| SELECTED PASSAGE |
At last, Spain, seeing that she could neither induce the Cubans to surrender nor draw them into a decisive battle; and finding, furthermore, that her army of 200,000 men was likely to be annihilated by death, disease, and patriot bullets, made overtures, which, by promising many privileges to the people that they had not before enjoyed, effected a peace. As a result of this war, slavery was abolished in the island; but Spain's promises for fair and equitable government were repudiated, and the civil powers became more extortionate and severe than ever. This war laid a heavy debt upon Spain, and Cuba was taxed inordinately. The people soon saw that they had been duped. The world looked upon Cuba and Spain as at peace. To the outsider the surface was placid, but underneath "the waters were troubled." Such heroic spirits as Generals Calixto Garcia, Jose Marti, Antonio Maceo, and Maximo Gomez, leaders in the ten years' struggle, still lived, though scattered far apart, and in their hearts bore a load of righteous wrath against their treacherous foe. While such men lived and such conditions existed another conflict was inevitable.
THE LAST GREAT STRUGGLE FOR FREEDOM.
It was on February 24, 1895, that the last revolution of the Cuban patriots began. Spain had heard the mutterings of the coming storm, and hoped to stay it by visiting with severe punishment every Cuban suspected of patriotic affiliations. Antonio Maceo, a mulatto, but a man of fortune and education, a veteran of the ten years' war, and a Cuban by birth, was banished to San Domingo. There were other exiles in Key West, New York, and elsewhere. Jose Marti was the leading spirit in forming the Cuban Junta in New York and organizing revolutionary clubs among Cubans everywhere. Antonio Maceo was the first of the old leaders in the field. He went secretly to Cuba and began organizing the insurrectionists, and when war was declared the flag of the new republic, bearing a lone white star in a red field, was flung to the breeze. Captain-General Calleja declared martial law in the insurgents'
vicinity, and troops were hastily summoned and sent from Spain. The revolutionists from the start fought by guerrilla methods of warfare, dashing upon the unsuspecting Spanish towns and forces, and escaping to the mountains before the organized Spaniards could retaliate.
Jose Marti and Jose Maceo--brother of the general--were prompt to join the active forces, and on April 13, 1895, General Maximo Gomez, a native of San Domingo, came over and was made commander of the insurgent forces. This grizzled old hero, with nearly seventy years behind him, was at once an inspiration and a host within himself. An army of 6,000 men was ready for his command, and the revolution took on new life and began in all its fury. On May 19th the insurgents met their first great disaster, when Jose Marti was led into an ambush and killed. But his blood was like a seed planted, from which thousands of patriots sprang up for the ranks. Within a few days there were 10,000 ill-armed but determined men in the field. They had no artillery, nearly half were without guns, and there was little ammunition for those who were armed.
THE PLANS OF CAMPOS THWARTED.

| ACTIVITIES |
1. In the passage on the Cuban revolts against Spain, on what date did the last revolution of the Cuban patriots begin?
2. Transcribe the part of the passage on the Cuban revolts against Spain that begins at the words "Jose Marti and" and stops after "OF CAMPOS THWARTED.".

| DATA RECORDS |

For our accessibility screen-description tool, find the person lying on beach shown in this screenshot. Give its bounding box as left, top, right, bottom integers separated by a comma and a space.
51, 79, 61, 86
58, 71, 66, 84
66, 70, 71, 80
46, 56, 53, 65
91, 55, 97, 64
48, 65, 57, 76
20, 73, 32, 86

| RESULTS OF THE TASKS |
1. February 24, 1895

2.
Jose Marti and Jose Maceo--brother of the general--were prompt to join the active forces, and on April 13, 1895, General Maximo Gomez, a native of San Domingo, came over and was made commander of the insurgent forces. This grizzled old hero, with nearly seventy years behind him, was at once an inspiration and a host within himself. An army of 6,000 men was ready for his command, and the revolution took on new life and began in all its fury. On May 19th the insurgents met their first great disaster, when Jose Marti was led into an ambush and killed. But his blood was like a seed planted, from which thousands of patriots sprang up for the ranks. Within a few days there were 10,000 ill-armed but determined men in the field. They had no artillery, nearly half were without guns, and there was little ammunition for those who were armed.
THE PLANS OF CAMPOS THWARTED.